**DATASET ENTRIES**
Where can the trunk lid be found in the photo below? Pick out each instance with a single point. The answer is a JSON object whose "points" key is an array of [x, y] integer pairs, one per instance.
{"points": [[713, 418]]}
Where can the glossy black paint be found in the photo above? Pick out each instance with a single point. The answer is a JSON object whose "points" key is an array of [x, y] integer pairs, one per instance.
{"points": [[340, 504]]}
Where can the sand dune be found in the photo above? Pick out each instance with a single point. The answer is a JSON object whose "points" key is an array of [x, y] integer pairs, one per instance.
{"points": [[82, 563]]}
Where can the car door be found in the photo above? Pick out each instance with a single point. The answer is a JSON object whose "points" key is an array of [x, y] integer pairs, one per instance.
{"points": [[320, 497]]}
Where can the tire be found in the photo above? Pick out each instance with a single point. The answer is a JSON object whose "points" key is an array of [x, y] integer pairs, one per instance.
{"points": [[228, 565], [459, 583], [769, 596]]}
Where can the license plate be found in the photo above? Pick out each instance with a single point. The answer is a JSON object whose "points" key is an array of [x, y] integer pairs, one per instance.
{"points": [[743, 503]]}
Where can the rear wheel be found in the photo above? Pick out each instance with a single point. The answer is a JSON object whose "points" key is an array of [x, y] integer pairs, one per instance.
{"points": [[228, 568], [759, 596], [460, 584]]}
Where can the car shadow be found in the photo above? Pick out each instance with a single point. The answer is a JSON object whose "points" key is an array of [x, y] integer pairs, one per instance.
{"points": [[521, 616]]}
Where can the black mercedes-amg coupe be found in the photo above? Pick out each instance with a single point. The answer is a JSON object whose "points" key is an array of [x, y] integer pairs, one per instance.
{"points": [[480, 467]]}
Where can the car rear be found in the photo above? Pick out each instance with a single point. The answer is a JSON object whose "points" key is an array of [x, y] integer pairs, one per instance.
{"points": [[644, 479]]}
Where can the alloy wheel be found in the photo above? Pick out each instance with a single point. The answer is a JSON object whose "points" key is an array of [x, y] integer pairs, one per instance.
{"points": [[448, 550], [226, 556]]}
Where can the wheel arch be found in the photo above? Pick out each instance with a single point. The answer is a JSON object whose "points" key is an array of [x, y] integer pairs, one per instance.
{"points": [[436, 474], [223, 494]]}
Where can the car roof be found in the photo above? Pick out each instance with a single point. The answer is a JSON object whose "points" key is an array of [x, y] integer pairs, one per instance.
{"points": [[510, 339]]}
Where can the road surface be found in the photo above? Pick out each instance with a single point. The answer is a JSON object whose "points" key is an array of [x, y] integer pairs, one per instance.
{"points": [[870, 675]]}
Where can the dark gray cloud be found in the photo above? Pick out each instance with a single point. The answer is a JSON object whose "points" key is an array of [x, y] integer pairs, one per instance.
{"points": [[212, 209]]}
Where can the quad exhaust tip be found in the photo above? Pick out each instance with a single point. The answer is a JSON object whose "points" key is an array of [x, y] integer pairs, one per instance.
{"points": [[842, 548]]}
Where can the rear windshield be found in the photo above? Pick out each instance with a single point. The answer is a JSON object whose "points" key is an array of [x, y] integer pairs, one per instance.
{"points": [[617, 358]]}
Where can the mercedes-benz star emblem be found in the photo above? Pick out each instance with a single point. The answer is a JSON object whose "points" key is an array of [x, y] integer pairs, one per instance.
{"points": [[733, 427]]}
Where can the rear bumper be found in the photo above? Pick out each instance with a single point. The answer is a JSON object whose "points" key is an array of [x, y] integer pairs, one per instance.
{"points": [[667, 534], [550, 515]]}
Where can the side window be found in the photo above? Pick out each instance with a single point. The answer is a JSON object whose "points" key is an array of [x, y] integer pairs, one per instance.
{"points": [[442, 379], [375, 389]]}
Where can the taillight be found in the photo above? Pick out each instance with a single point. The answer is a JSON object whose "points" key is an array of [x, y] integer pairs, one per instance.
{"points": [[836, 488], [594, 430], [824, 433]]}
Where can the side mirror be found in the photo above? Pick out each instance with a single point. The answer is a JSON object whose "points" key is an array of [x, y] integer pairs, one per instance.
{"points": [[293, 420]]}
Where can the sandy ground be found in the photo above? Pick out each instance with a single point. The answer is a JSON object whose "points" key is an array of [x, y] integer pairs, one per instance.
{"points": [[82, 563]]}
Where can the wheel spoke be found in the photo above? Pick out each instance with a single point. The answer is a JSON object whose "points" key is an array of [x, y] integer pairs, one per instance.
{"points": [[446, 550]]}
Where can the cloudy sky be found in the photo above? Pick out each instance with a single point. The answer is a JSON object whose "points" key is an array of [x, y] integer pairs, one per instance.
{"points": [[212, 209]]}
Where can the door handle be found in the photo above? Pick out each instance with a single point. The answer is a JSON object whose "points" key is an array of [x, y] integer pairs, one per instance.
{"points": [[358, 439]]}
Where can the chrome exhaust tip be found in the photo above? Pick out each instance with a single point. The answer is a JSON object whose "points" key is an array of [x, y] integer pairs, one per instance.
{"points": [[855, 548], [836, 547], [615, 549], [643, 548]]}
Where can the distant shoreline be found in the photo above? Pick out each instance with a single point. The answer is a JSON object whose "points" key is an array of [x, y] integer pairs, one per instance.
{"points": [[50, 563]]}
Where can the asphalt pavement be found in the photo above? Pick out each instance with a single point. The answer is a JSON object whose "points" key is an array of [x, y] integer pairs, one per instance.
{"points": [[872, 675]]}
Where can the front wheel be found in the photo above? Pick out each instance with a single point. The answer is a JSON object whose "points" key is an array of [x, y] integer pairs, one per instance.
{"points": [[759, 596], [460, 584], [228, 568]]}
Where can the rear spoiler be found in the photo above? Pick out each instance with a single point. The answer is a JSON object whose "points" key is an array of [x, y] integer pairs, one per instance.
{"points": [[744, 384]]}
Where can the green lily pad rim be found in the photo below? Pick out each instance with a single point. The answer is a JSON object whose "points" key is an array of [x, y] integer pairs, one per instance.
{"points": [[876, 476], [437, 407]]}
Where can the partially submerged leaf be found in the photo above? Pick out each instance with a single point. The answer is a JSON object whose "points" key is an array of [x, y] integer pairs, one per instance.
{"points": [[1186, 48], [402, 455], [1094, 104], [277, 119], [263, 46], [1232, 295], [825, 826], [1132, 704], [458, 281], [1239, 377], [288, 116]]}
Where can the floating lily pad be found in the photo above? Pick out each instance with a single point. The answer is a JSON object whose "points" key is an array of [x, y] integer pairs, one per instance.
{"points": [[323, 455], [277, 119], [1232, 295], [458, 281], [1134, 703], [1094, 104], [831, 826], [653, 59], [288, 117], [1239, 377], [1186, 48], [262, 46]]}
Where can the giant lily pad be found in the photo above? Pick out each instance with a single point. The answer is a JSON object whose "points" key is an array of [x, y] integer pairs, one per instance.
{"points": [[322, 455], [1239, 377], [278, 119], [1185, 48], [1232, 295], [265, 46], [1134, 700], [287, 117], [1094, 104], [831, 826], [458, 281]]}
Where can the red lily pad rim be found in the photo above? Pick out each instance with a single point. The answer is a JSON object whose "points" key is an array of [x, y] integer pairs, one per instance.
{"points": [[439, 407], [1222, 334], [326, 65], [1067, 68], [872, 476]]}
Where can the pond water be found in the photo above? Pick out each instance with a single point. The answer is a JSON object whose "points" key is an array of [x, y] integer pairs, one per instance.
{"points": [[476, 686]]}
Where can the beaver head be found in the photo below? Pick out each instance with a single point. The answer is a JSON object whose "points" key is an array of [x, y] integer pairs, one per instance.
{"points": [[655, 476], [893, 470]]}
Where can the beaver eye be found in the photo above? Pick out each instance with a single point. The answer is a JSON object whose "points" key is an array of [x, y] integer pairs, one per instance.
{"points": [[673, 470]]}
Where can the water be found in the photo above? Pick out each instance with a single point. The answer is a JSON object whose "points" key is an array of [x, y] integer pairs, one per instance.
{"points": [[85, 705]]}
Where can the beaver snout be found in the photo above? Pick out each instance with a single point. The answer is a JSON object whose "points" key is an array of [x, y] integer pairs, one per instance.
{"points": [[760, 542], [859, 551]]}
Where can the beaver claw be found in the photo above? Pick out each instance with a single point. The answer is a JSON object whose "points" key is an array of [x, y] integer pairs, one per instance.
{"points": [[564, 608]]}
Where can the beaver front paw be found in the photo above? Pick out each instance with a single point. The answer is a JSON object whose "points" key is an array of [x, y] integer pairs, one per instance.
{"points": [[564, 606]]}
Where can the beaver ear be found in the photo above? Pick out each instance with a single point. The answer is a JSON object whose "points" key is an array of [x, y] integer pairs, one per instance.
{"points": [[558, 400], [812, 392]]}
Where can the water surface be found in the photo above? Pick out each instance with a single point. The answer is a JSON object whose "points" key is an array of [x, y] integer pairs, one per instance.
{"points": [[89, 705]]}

**WHAT THIS TASK INVOLVES**
Could you reproduce every line from the one containing "Where can the beaver front" through the end of the records, requests included, with each x and y coordinate in the answers multiplied by 1.85 and rounded to a whole number (halves up)?

**FULL SOLUTION**
Where can the beaver front paw be found in the photo above? Pick out each instance with a single point. The answer is a JSON object whose "points" key is an array of [x, y] integer pairs, one per instance.
{"points": [[1043, 1121]]}
Where can the beaver ear be found in the photo above? Pick out each instance with a single point. The answer is a JSON object whose "points" key is an array of [x, y] integer pairs, one per instance.
{"points": [[1032, 740], [1502, 725]]}
Where can the water surface be found in the photo above? Pick out each instance with a single point. The answer is a JSON object whose "points" key is an array of [x, y] integer pairs, one per instance.
{"points": [[165, 1304]]}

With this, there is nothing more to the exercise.